Les Tagals que j’ai vus à Manille étaient petits et faibles de corps, mais on dit qu’ils sont d’une constitution plus vigoureuse dans les autres parties de l’archipel. Leur figure n’est nullement désagréable, leur couleur est un peu plus claire que celle des autres Malais et leurs cheveux sont noirs sans être laineux. Les combinaisons de la race tagale avec les nègres et les Chinois sont des plus intéressantes. Il est vivement à regretter qu’il n’y ait pas eu de photographe à bord de la Novara ; nous aurions enrichi les collections de l’Europe d’une centaine de ces types si mal connus. L’ethnographie, base de l’histoire et point culminant de toute l’histoire naturelle, a été, parmi les sciences, l’une des dernières à naître ; et même quelques hommes habiles prétendent qu’elle n’est pas encore fondée sur des faits assez positifs ; raison de plus pour recueillir un très-grand nombre d’éléments d’études.
Les Tagals qui habitent Manille parlent l’espagnol, langue fort peu répandue dans l’intérieur du pays, où l’on ne connaît que le tagala et le bisaya. Dans les montagnes de Luçon, l’on rencontre des tribus entièrement sauvages, entre autres celle des Igolotes. Elles ont un idiome tout particulier dont M. W. Wood, négociant anglais, a bien voulu me donner un petit vocabulaire, rédigé par un curé de leur voisinage. De plus, j’ai eu la bonne chance de rencontrer un vocabulaire des mots les plus usités par une certaine peuplade nègre, celle des Aetas ou Negritos, qui habitent quelques-unes des îles avoisinant Luçon.

**Données fournies:**
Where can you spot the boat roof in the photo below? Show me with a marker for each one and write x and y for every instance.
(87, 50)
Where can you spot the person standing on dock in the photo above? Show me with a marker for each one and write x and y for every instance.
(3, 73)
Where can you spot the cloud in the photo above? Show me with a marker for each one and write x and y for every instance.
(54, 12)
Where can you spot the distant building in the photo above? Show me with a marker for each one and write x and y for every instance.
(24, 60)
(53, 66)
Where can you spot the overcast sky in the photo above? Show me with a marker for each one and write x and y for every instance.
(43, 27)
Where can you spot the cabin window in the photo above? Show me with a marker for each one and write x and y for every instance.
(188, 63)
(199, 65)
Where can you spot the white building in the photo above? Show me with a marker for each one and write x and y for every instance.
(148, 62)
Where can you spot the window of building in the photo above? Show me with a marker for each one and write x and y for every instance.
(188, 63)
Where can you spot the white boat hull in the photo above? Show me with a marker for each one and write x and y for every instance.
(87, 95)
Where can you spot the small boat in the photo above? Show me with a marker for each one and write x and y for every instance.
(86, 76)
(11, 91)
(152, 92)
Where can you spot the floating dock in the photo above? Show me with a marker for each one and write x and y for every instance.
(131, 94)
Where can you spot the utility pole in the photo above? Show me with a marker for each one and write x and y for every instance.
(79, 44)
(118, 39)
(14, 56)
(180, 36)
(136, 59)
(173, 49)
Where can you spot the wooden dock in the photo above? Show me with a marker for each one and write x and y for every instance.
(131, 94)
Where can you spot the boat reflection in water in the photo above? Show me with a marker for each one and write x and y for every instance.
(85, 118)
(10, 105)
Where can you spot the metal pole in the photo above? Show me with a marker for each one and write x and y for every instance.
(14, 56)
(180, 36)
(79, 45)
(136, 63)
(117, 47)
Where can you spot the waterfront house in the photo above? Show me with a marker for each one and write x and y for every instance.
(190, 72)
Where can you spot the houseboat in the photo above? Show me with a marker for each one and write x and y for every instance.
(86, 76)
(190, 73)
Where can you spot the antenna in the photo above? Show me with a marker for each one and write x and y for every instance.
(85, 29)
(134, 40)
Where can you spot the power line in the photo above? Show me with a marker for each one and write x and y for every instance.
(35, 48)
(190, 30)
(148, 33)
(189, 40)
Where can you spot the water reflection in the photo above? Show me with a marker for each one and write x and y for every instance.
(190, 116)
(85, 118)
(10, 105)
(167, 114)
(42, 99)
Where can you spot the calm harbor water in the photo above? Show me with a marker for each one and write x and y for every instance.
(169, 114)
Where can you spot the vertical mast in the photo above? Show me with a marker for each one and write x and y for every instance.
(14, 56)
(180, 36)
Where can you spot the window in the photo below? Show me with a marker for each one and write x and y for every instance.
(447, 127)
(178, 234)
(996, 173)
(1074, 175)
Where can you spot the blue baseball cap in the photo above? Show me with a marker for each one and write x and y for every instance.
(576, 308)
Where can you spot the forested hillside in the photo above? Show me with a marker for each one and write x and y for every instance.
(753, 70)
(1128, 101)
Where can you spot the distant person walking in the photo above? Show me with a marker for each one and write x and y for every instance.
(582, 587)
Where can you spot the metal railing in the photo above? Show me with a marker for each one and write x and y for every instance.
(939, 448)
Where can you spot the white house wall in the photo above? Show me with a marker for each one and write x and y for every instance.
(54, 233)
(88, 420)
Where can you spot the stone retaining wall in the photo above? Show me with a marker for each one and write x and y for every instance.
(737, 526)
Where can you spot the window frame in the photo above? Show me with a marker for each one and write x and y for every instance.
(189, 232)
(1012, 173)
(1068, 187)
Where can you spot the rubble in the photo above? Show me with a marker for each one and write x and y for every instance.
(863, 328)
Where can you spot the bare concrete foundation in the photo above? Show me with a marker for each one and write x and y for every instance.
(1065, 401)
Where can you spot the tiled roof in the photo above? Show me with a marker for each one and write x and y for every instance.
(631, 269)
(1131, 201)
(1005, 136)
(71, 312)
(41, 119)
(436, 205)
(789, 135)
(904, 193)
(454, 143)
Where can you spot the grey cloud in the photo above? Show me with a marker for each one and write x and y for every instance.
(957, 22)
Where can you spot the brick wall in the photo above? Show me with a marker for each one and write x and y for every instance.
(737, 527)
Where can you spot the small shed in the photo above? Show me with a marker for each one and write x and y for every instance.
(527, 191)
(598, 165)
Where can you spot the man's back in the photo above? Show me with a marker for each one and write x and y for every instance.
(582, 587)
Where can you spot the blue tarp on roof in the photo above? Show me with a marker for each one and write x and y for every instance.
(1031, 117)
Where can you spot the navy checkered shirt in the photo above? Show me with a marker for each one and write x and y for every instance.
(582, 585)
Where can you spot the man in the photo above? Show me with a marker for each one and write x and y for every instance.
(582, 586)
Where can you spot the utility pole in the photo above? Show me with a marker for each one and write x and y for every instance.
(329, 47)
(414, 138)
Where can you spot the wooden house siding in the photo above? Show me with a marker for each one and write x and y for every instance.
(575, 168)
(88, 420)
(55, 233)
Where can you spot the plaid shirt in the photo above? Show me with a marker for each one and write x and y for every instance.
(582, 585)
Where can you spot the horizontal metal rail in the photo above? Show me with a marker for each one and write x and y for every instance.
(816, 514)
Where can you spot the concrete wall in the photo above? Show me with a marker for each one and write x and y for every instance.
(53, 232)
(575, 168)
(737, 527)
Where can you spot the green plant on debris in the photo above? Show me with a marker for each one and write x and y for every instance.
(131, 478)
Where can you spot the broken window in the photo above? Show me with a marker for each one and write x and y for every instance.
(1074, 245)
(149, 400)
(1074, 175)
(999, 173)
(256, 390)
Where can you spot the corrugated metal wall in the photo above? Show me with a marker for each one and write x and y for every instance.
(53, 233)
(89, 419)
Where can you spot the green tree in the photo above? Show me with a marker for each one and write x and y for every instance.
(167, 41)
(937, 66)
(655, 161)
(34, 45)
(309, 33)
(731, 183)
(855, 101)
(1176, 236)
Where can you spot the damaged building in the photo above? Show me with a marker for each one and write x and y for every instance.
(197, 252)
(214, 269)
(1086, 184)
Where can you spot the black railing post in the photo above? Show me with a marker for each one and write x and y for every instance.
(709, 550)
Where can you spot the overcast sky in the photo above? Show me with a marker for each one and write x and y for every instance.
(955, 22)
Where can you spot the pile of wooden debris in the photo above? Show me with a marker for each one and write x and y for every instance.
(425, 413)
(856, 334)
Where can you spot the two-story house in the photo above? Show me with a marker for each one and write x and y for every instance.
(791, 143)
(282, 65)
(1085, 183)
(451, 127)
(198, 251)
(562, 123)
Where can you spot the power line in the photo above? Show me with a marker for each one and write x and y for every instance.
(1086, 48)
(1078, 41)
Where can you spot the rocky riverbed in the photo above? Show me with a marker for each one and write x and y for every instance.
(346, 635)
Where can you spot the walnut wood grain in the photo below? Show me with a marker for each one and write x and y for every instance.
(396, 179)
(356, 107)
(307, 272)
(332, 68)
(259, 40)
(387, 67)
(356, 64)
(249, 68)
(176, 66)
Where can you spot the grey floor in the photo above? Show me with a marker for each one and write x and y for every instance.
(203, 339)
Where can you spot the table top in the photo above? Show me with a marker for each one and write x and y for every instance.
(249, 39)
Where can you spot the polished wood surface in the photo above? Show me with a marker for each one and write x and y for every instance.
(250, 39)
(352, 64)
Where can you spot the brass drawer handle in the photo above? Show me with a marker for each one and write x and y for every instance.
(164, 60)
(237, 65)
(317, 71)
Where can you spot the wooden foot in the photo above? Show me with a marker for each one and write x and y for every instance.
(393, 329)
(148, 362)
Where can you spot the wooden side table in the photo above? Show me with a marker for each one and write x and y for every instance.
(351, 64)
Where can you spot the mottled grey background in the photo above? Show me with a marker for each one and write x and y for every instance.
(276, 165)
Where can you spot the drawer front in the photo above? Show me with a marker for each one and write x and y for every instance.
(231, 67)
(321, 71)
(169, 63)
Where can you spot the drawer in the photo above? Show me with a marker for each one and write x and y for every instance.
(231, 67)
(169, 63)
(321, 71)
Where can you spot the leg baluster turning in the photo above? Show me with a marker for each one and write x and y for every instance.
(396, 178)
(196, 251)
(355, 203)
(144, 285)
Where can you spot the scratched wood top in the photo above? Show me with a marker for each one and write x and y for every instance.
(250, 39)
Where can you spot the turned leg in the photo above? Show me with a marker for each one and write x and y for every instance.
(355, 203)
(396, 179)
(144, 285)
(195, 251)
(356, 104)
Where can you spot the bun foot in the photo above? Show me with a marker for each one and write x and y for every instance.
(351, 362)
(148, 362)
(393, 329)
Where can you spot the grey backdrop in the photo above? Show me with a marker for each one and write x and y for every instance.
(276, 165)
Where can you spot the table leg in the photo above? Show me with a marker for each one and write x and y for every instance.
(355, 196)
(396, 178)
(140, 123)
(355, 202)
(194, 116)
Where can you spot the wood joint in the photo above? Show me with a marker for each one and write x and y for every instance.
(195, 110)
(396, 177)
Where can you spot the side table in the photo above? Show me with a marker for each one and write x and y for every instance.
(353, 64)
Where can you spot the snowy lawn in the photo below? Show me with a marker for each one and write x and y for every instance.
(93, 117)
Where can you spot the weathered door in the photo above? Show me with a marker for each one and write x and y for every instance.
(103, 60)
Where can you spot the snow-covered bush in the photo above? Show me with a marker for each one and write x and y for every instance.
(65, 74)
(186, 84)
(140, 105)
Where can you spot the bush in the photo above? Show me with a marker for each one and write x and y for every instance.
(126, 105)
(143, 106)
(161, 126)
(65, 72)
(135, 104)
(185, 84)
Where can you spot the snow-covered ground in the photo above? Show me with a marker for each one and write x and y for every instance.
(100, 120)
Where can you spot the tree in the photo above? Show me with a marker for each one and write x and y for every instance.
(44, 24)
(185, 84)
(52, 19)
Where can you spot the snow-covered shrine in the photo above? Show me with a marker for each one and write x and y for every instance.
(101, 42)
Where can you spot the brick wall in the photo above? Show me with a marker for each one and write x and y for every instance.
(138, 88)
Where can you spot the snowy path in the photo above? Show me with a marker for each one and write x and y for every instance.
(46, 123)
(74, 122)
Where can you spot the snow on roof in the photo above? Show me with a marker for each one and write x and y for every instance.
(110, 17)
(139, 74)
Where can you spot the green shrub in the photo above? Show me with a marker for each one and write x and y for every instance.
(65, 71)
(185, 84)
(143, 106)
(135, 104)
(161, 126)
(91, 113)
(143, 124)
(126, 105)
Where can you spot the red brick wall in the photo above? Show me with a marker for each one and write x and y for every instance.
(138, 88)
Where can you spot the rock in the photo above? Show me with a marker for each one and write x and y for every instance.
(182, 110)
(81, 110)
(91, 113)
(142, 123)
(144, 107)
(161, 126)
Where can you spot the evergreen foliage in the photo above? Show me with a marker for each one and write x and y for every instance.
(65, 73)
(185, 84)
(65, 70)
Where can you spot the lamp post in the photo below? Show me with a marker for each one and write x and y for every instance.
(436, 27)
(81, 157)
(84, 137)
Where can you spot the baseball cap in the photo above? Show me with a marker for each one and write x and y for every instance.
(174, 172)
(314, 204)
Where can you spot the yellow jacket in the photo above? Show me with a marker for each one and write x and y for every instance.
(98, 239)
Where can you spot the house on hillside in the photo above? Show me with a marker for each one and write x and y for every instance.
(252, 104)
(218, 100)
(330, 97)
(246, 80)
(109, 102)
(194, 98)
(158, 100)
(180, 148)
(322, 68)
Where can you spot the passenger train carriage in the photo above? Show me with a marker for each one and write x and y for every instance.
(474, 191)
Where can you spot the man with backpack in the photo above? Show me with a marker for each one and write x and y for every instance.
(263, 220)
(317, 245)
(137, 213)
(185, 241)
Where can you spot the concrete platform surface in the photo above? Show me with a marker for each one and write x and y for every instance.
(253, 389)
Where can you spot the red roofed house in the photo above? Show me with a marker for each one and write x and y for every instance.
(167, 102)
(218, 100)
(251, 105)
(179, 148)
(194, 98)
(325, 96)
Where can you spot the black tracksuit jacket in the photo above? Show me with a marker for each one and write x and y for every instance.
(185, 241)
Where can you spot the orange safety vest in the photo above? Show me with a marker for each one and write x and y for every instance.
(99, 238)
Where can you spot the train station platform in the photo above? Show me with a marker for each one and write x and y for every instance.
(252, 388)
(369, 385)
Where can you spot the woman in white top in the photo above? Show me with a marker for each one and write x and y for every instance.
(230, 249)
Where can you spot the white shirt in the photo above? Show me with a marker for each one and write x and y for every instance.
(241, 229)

**Énoncé:**
Reproduisez tel quel tout le passage de l'extrait sur les Tagals, de « Les Tagals qui » jusqu'à « îles avoisinant Luçon. » inclus. Vous n'aurez pas besoin de la liste.

**Zone de réponse:**
Les Tagals qui habitent Manille parlent l’espagnol, langue fort peu répandue dans l’intérieur du pays, où l’on ne connaît que le tagala et le bisaya. Dans les montagnes de Luçon, l’on rencontre des tribus entièrement sauvages, entre autres celle des Igolotes. Elles ont un idiome tout particulier dont M. W. Wood, négociant anglais, a bien voulu me donner un petit vocabulaire, rédigé par un curé de leur voisinage. De plus, j’ai eu la bonne chance de rencontrer un vocabulaire des mots les plus usités par une certaine peuplade nègre, celle des Aetas ou Negritos, qui habitent quelques-unes des îles avoisinant Luçon.